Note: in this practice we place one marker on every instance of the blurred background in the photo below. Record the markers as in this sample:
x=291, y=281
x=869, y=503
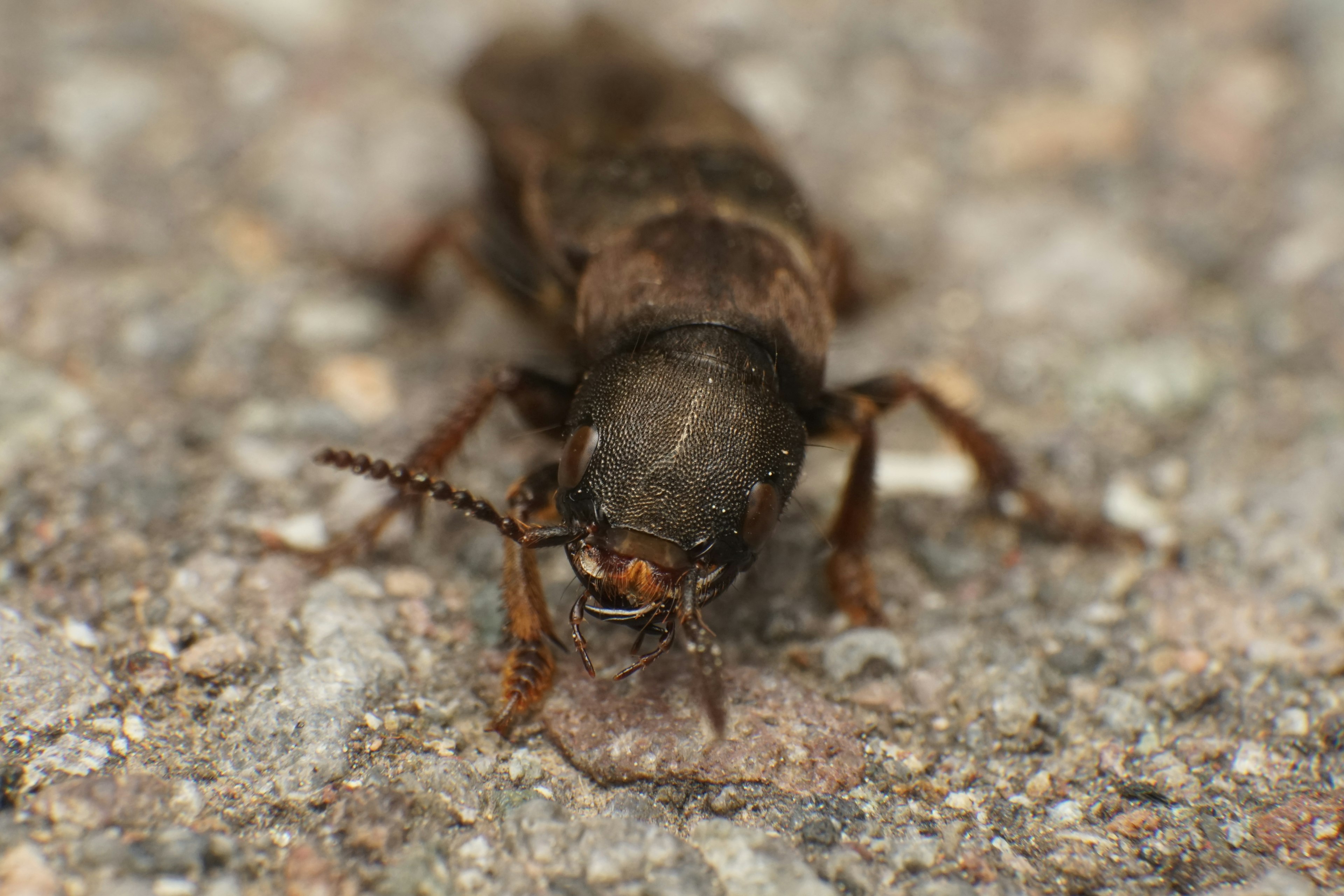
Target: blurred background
x=1123, y=219
x=1113, y=229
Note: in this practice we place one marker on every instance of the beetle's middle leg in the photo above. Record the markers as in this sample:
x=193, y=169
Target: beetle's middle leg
x=855, y=412
x=541, y=401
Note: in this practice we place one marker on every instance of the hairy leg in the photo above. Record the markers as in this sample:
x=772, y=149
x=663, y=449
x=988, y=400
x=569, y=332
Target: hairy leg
x=541, y=402
x=854, y=412
x=529, y=625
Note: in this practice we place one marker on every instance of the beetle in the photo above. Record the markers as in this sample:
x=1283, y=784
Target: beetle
x=647, y=217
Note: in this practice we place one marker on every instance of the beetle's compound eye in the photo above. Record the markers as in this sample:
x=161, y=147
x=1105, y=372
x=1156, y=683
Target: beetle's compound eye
x=574, y=458
x=763, y=515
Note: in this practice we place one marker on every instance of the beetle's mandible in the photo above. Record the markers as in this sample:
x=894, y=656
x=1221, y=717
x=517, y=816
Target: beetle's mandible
x=646, y=217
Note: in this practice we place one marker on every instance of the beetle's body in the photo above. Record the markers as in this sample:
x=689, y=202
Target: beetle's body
x=646, y=216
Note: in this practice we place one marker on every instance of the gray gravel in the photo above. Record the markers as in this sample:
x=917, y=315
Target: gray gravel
x=1112, y=229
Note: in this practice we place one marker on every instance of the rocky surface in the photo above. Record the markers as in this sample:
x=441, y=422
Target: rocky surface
x=1112, y=229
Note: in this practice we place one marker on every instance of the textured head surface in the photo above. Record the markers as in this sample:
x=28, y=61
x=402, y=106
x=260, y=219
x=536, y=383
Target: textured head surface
x=687, y=425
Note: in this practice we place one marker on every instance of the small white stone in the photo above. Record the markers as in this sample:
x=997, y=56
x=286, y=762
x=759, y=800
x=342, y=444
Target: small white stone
x=351, y=322
x=1292, y=723
x=134, y=727
x=1068, y=812
x=1127, y=504
x=361, y=385
x=253, y=77
x=163, y=643
x=173, y=887
x=1252, y=760
x=303, y=531
x=1237, y=833
x=525, y=768
x=265, y=461
x=960, y=800
x=847, y=653
x=80, y=635
x=288, y=22
x=908, y=473
x=1040, y=785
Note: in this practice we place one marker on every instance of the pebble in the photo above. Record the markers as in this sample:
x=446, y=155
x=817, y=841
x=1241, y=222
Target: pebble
x=1038, y=785
x=362, y=386
x=847, y=653
x=128, y=801
x=48, y=683
x=1252, y=760
x=1276, y=882
x=265, y=461
x=960, y=801
x=303, y=531
x=339, y=624
x=134, y=727
x=37, y=407
x=25, y=872
x=80, y=635
x=150, y=672
x=99, y=107
x=525, y=768
x=607, y=855
x=655, y=729
x=1056, y=131
x=343, y=323
x=295, y=729
x=1066, y=812
x=756, y=863
x=291, y=23
x=1160, y=377
x=214, y=655
x=1129, y=506
x=173, y=887
x=205, y=585
x=913, y=855
x=1294, y=723
x=1135, y=824
x=1123, y=713
x=409, y=583
x=1046, y=260
x=947, y=475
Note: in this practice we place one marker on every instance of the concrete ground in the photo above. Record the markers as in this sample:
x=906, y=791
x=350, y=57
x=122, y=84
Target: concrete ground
x=1113, y=229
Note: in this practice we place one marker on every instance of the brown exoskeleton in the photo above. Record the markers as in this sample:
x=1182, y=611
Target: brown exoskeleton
x=636, y=206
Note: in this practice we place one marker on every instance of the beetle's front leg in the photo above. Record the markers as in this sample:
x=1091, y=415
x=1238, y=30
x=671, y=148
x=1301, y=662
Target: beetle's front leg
x=539, y=401
x=854, y=412
x=529, y=625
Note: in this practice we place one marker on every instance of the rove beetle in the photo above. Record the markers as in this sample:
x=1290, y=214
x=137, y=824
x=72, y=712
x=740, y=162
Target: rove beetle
x=640, y=211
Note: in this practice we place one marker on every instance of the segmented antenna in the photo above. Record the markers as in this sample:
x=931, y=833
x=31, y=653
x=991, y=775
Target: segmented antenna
x=421, y=483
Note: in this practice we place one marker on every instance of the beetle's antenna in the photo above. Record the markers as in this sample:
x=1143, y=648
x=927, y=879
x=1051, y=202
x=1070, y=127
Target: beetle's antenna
x=420, y=483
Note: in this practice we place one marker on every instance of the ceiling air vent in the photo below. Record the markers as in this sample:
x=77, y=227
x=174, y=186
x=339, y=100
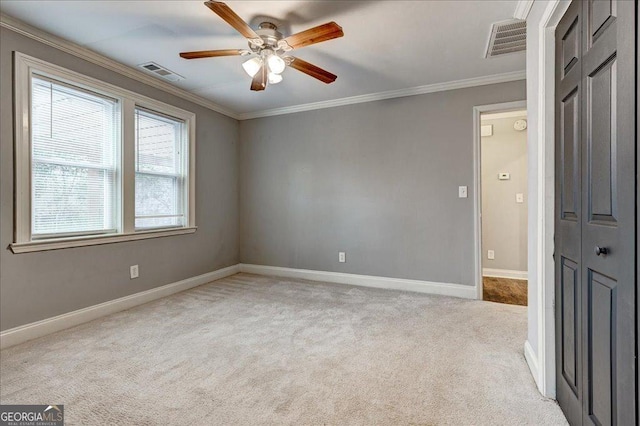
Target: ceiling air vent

══════════

[TASK]
Please write out, exactly as they appear above, only the lines in the stretch from the line with "Target: beetle's front leg" through the line with "x=339, y=100".

[RESPONSE BOX]
Target: beetle's front leg
x=539, y=401
x=854, y=412
x=529, y=625
Note: in this practice we place one marker on every instance of the rove beetle in the photo above. Record the markers as in this sample:
x=1290, y=214
x=137, y=824
x=72, y=712
x=740, y=162
Target: rove beetle
x=640, y=211
Note: in this practice we place one marker on every instance of the segmented antenna in the photo above. Record the markers as in this sample:
x=931, y=833
x=31, y=653
x=991, y=775
Target: segmented antenna
x=421, y=483
Note: in this practice we place one marker on every instance of the beetle's antenna in the photo above. Record the markers as in this sample:
x=1143, y=648
x=927, y=879
x=1051, y=202
x=1070, y=127
Target: beetle's antenna
x=420, y=483
Note: in this practice we place one marker on every instance of the ceiling air vent in the photo below. Record the markers as in this sample:
x=77, y=227
x=174, y=186
x=339, y=100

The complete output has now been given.